RECORDS SUPPLIED
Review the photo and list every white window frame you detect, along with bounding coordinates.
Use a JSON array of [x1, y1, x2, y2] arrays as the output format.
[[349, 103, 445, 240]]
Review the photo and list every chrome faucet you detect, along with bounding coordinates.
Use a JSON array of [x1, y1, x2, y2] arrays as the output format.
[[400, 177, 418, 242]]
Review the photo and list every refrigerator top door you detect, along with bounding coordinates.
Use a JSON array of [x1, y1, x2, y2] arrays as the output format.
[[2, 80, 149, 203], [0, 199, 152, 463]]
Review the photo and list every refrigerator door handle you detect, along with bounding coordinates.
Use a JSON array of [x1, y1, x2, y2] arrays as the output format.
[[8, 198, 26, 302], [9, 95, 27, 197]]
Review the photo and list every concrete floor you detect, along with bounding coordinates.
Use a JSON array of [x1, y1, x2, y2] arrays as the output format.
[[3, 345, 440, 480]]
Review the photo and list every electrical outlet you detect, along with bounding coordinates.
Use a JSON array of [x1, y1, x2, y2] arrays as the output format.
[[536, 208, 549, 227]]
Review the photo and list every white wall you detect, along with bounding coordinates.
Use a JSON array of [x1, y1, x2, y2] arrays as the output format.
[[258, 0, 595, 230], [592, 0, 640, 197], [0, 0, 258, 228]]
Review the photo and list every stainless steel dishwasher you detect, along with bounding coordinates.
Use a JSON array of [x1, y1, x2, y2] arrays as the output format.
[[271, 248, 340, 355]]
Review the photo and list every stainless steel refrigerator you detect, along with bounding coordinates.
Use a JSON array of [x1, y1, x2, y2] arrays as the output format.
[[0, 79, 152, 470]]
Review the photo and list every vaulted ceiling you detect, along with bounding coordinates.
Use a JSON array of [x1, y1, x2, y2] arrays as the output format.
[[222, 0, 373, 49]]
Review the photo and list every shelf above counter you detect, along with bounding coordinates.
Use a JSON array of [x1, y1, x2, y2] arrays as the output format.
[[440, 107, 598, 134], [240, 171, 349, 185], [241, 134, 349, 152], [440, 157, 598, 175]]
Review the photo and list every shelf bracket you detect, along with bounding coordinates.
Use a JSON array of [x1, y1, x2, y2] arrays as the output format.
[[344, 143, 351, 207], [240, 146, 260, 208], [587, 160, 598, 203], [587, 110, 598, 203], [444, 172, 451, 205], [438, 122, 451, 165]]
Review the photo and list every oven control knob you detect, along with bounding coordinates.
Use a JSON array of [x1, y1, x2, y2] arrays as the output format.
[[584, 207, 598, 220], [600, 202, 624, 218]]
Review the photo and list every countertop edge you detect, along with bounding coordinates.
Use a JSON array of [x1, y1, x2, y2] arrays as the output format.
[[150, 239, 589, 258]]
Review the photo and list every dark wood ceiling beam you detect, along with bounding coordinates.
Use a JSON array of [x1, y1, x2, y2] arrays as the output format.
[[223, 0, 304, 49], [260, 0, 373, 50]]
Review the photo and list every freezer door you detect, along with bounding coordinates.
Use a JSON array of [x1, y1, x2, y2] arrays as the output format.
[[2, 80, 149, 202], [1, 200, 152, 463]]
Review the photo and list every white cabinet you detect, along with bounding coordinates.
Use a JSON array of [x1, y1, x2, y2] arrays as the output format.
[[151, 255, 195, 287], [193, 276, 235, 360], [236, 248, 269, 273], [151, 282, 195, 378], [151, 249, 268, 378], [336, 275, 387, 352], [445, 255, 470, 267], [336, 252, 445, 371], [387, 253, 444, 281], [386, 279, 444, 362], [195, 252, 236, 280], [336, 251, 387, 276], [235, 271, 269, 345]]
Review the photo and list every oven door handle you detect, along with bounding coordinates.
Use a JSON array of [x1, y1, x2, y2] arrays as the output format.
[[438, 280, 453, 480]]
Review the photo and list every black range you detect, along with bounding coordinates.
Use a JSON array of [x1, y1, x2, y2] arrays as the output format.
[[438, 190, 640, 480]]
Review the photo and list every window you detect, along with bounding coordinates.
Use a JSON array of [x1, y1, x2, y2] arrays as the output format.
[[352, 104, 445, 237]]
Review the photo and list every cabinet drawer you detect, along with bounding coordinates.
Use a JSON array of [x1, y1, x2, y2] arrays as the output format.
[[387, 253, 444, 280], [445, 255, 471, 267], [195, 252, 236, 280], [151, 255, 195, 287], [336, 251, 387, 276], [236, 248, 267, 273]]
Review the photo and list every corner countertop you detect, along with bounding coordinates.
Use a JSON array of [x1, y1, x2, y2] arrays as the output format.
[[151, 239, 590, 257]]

EXERCISE AIM
Could you reproduce all of the records above word for word, with nothing added, dropped, or altered?

SOLUTION TO THE EXERCISE
Review the photo and list every white window frame you detect, along with bounding coordinates.
Use a JSON array of [x1, y1, x2, y2] arrays as the output format.
[[349, 103, 445, 240]]
Review the photo and list every chrome faucet you detect, along with bounding coordinates.
Use a JSON array of [x1, y1, x2, y2] arrays as the output format.
[[400, 177, 418, 242]]
Review the photo and list every refrigerator top door you detect, along with bounding coordinates.
Use a JSON array of [x1, y1, x2, y2] arrays as the output format.
[[2, 80, 149, 203], [0, 199, 152, 463]]
Review the photo and list every refrigerator door handle you detect, along with bounding coordinates.
Use a JSON array of [x1, y1, x2, y2] arrays as the output format.
[[8, 198, 26, 302], [9, 95, 27, 197]]
Review the photo and list every concrete floor you detect, along with bounding coordinates.
Use a JSON array of [x1, y1, x2, y2] arrays as the output format.
[[3, 345, 440, 480]]
Review the photo and list every electrical outlet you detect, along with bounding coordinates.
Use a JSON array of [x1, y1, x2, y2] arrays as the output format.
[[536, 208, 549, 227]]
Review the photo and list every white wall you detect, along with bounding coordinates.
Use a JSON array of [x1, y1, x2, y2] arrays as the output format.
[[258, 0, 595, 230], [592, 0, 640, 197], [0, 0, 258, 228]]
Review the photo and list every stainless steel dishwasher you detect, along with bounding coordinates.
Use a JSON array of [x1, y1, x2, y2] arrays as the output format.
[[271, 248, 340, 355]]
Review the photo and list every stainless steel refrigerator you detect, along with bounding coordinates.
Use a JSON array of [x1, y1, x2, y2] arrays as the output format.
[[0, 79, 152, 470]]
Review the photo and list every vaulted ceiling you detect, along with bounding coordinates.
Use a JSON array of [x1, y1, x2, y2] arrays as the output format.
[[222, 0, 373, 49]]
Review the photo and list every shelf above counter you detect, along with bounding coordinates.
Use a JSON array of [x1, y1, x2, y2] arrays as the output format.
[[440, 107, 598, 134], [240, 171, 349, 185], [241, 134, 349, 152], [440, 157, 598, 175]]
Review the photo and list every shelf bracket you detect, along with bounding coordinates.
Use a JSON array of [x1, y1, x2, y2] arrays as the output format.
[[344, 143, 351, 207], [240, 146, 260, 208], [587, 160, 598, 203], [587, 110, 598, 203], [444, 172, 451, 205], [438, 122, 451, 165]]
Review the photo and list every oven control knob you detect, along with bounding coordinates.
Use a JSON array of [x1, y1, x2, y2] arrays as the output format.
[[584, 207, 598, 220], [600, 202, 624, 218]]
Review the photo and list every countertop edge you detect, along with bounding coordinates.
Use a JSON array of [x1, y1, x2, y2] arrays as the output format.
[[150, 239, 589, 258]]
Review the photo and list every dark wood ceiling beam you detect, along with bounding coordinates.
Use a JSON array of [x1, y1, x2, y2] arrays as the output format.
[[223, 0, 304, 49], [260, 0, 373, 50]]
Review the photo and list every freezer door you detect, along with bounding coordinates.
Use a JSON array of [x1, y1, x2, y2] arrays as the output format.
[[2, 80, 149, 202], [1, 200, 152, 463]]
Review the photo and list every white cabinet you detect, along with bounding coordinates.
Use a JSON array of [x1, y1, x2, y2] arrays as the output format.
[[151, 255, 195, 287], [193, 276, 235, 360], [236, 248, 269, 273], [151, 282, 195, 378], [151, 249, 268, 378], [336, 275, 387, 352], [445, 255, 470, 267], [336, 252, 445, 371], [387, 253, 444, 281], [386, 279, 444, 362], [195, 252, 236, 280], [336, 251, 387, 276], [235, 271, 269, 345]]
Review the photo and list every oven door handle you detect, along with bounding coordinates.
Use a JSON array of [x1, y1, x2, y2] arrays as the output format.
[[438, 280, 453, 480]]
Review the photo and list every black range you detect, along with bounding coordinates.
Use a JSON array of [x1, y1, x2, y2] arrays as the output format.
[[438, 190, 640, 480]]
Review the photo and list every window you detect, along with bounding coordinates.
Use a JSON array of [x1, y1, x2, y2] arrays as the output format.
[[352, 104, 445, 237]]
Review the photo and list every cabinet drawer you detect, along with bounding coordinates.
Use a JSON array of [x1, y1, x2, y2] arrays as the output format.
[[387, 253, 444, 280], [445, 255, 471, 267], [195, 252, 236, 280], [151, 255, 195, 287], [336, 251, 387, 276], [236, 248, 267, 273]]
Review the photo and list every corner countertop you detect, along with bounding coordinates.
Use a JSON array of [x1, y1, x2, y2] arrays as the output format.
[[151, 239, 590, 257]]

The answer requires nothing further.